ÉNONCÉ ÉCRIT –
Pour chacune des affirmations ci-dessous, dites si elle concorde avec l’extrait sur le prélèvement de l’article 244 bis B : répondez par oui ou non, puis citez à l’identique les mots du texte qui tranchent. 1. La plus-value a été soumise au prélèvement au taux de 45 %. 2. Les juges du fond n’ont accordé la décharge que d’une partie du prélèvement. 3. La détention de 25 % des droits aux bénéfices s’apprécie à la date de la cession.

Si le prélèvement sur les cessions réalisées par des sociétés établies hors de l’Union européenne est contraire à la libre circulation des capitaux, seule une fraction peut être restituée.¹

Dans une décision récente², le Conseil d’Etat retient que, si les modalités d’imposition des cessions de participations substantielles réalisées par des sociétés établies dans un Etat tiers sont contraires à la libre circulation des capitaux, cette contrariété permet seulement d’obtenir la restitution de la fraction excédant l’impôt qui aurait été dû si elles avaient été résidentes en France.

Dans cette affaire, un limited partnership établi aux îles Caïman avait cédé des titres d’une société française ; la plus-value avait été soumise au prélèvement de l’article 244 bis B du code général des impôts, au taux de 45 % alors en vigueur. La société avait alors demandé la restitution des sommes versées au motif que ce prélèvement était contraire à la libre circulation des capitaux. L’argumentation a convaincu les juges du fond qui ont prononcé la décharge de l’intégralité du prélèvement³. D’apparence assez simple, l’affaire soulevait plusieurs questions.

Tout d’abord, la société pouvait-elle se prévaloir de la libre circulation des capitaux alors que les îles Caïman bénéficiaient, à l’époque, du statut particulier de pays et territoires d’outre-mer (PTOM), ou la situation relevait-elle du régime d’association applicable aux PTOM ? Composant avec des solutions jurisprudentielles variables⁴, le Conseil d’Etat reconnait qu’à défaut de disposition expresse permettant de leur appliquer les règles des traités prévues pour les relations entre Etats membres, les PTOM bénéficient de la libre circulation des capitaux comme un Etat tiers.

Par ailleurs, la libre circulation des capitaux pouvait-elle être invoquée contre le prélèvement de l’article 244 bis B ? Selon la jurisprudence, ressortent de la libre circulation des capitaux les législations qui ne s’appliquent pas exclusivement aux situations dans lesquelles l’investisseur exerce une influence décisive sur la société établie dans un Etat membre. Pour le Conseil d’Etat, tel est bien le cas du prélèvement de l’article 244 bis B qui s’applique en cas de détention de 25 % des droits aux bénéfices de la société cédée – appréciée à un moment quelconque au cours des cinq années précédant la cession et non à la date de celle-ci – sans considération des droits de vote détenus par l’entité cédante.

DONNÉES FOURNIES –
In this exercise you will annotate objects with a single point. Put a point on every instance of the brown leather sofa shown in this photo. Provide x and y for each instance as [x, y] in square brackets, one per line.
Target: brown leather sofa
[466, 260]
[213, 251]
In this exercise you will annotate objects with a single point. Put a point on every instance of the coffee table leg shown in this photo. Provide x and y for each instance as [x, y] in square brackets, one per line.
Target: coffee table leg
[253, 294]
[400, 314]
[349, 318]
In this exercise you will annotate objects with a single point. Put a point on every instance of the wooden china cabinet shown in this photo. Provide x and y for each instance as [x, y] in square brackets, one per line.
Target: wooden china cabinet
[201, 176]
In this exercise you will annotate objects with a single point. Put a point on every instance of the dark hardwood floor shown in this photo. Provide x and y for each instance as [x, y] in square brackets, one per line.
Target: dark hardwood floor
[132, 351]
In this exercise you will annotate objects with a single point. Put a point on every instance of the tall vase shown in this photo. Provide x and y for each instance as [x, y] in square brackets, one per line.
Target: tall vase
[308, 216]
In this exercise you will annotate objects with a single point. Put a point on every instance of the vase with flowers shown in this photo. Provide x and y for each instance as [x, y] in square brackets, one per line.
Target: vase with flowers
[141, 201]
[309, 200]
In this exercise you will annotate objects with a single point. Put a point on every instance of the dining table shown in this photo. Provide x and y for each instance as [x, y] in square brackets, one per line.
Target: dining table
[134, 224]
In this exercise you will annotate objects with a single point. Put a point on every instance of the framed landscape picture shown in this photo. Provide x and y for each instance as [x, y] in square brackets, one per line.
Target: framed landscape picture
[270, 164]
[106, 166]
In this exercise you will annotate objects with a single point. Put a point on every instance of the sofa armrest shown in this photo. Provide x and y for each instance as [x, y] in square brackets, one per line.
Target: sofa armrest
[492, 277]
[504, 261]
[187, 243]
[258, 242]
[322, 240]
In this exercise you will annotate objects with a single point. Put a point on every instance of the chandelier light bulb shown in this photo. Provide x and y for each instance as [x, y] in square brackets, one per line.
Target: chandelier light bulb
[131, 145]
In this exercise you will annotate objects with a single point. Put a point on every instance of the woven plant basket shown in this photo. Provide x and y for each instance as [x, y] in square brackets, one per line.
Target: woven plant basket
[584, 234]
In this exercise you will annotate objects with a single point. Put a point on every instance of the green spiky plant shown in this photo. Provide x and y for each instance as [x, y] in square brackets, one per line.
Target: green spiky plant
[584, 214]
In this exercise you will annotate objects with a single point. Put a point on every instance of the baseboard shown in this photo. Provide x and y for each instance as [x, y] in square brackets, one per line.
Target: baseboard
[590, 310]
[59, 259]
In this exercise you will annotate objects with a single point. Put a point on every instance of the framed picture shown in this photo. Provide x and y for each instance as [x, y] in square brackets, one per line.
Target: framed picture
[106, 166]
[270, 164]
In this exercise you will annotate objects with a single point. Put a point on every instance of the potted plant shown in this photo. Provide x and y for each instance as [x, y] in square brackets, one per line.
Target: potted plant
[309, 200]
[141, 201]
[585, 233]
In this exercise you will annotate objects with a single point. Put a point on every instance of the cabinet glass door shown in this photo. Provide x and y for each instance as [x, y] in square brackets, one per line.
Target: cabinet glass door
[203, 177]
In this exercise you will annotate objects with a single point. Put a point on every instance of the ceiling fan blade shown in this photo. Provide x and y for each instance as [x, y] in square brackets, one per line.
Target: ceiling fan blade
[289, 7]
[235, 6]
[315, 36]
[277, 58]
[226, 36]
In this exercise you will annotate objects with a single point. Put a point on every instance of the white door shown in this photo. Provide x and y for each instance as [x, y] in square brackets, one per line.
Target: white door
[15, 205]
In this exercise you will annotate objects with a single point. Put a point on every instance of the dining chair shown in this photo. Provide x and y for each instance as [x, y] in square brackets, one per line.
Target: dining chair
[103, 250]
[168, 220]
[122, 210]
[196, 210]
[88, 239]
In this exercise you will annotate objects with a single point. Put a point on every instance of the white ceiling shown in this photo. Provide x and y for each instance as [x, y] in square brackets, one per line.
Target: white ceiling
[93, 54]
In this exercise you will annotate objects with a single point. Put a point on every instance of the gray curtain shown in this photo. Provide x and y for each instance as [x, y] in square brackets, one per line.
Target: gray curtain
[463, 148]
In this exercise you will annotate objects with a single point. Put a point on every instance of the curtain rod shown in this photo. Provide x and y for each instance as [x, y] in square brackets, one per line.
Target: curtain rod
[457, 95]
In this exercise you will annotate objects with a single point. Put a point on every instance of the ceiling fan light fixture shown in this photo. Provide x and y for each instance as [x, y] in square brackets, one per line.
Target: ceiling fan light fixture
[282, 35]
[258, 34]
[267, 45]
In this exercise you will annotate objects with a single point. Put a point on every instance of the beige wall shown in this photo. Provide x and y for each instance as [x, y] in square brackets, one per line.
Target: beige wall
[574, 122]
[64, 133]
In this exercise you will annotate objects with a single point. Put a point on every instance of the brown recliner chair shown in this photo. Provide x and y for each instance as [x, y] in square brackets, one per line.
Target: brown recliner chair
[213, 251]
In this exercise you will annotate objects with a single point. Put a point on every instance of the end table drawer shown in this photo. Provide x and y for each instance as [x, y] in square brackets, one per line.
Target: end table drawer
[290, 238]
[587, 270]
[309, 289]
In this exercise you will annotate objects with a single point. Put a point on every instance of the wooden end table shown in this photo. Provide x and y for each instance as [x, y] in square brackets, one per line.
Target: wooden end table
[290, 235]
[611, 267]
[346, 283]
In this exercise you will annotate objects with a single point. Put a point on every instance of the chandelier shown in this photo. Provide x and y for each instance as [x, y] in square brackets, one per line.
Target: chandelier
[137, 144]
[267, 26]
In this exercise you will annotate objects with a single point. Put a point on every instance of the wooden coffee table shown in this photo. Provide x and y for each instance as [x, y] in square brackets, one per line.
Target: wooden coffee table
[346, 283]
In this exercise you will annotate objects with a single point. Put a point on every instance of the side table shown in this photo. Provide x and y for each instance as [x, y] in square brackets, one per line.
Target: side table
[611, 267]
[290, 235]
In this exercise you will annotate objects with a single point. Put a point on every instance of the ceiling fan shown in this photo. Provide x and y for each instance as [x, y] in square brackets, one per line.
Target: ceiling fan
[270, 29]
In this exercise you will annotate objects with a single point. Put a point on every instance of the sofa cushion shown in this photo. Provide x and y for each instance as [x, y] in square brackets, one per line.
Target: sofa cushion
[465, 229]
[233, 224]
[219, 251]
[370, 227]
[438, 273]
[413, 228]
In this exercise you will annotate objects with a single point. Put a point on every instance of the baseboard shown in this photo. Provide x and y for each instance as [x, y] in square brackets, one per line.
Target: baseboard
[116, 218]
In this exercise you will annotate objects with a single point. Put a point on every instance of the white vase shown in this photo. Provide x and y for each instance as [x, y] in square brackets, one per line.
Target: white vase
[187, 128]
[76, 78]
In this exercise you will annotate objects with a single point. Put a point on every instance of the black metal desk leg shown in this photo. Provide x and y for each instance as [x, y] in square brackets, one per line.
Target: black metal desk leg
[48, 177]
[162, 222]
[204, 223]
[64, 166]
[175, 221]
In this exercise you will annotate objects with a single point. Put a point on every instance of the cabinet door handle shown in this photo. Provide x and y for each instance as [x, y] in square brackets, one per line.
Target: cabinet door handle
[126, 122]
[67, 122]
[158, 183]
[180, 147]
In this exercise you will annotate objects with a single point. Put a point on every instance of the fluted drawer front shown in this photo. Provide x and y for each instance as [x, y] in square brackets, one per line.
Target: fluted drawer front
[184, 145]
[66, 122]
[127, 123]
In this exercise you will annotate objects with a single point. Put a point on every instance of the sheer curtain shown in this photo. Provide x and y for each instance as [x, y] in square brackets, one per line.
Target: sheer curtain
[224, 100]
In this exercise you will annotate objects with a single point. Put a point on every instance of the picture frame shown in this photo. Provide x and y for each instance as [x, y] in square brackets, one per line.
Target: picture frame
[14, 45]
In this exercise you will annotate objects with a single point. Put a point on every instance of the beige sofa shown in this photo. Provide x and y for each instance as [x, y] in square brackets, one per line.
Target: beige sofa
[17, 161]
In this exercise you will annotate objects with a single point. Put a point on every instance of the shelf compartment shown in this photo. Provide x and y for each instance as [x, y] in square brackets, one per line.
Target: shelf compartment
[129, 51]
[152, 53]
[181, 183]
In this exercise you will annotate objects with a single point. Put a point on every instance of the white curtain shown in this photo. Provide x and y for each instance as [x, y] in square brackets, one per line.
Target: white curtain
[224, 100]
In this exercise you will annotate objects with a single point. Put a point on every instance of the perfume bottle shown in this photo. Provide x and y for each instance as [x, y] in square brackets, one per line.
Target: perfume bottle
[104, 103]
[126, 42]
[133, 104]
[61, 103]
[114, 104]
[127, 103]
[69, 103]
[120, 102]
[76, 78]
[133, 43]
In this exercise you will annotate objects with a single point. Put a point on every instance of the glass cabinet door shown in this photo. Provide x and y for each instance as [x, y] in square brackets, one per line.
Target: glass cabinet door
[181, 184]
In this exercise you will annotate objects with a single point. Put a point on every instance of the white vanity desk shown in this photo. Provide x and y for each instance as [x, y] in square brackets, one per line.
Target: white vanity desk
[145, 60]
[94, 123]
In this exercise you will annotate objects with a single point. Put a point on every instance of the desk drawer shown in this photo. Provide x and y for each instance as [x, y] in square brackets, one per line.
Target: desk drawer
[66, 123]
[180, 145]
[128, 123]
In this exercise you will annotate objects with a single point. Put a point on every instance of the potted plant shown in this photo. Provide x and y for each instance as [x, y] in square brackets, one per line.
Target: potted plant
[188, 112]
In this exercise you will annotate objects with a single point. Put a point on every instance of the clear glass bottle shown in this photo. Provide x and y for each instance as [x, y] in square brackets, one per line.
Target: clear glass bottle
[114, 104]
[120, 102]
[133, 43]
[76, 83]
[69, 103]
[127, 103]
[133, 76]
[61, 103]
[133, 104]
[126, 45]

RÉSULTAT OBTENU –
1. Oui : « au taux de 45 % alors en vigueur ».
2. Non : « ont prononcé la décharge de l’intégralité du prélèvement ».
3. Non : « appréciée à un moment quelconque au cours des cinq années précédant la cession et non à la date de celle-ci ».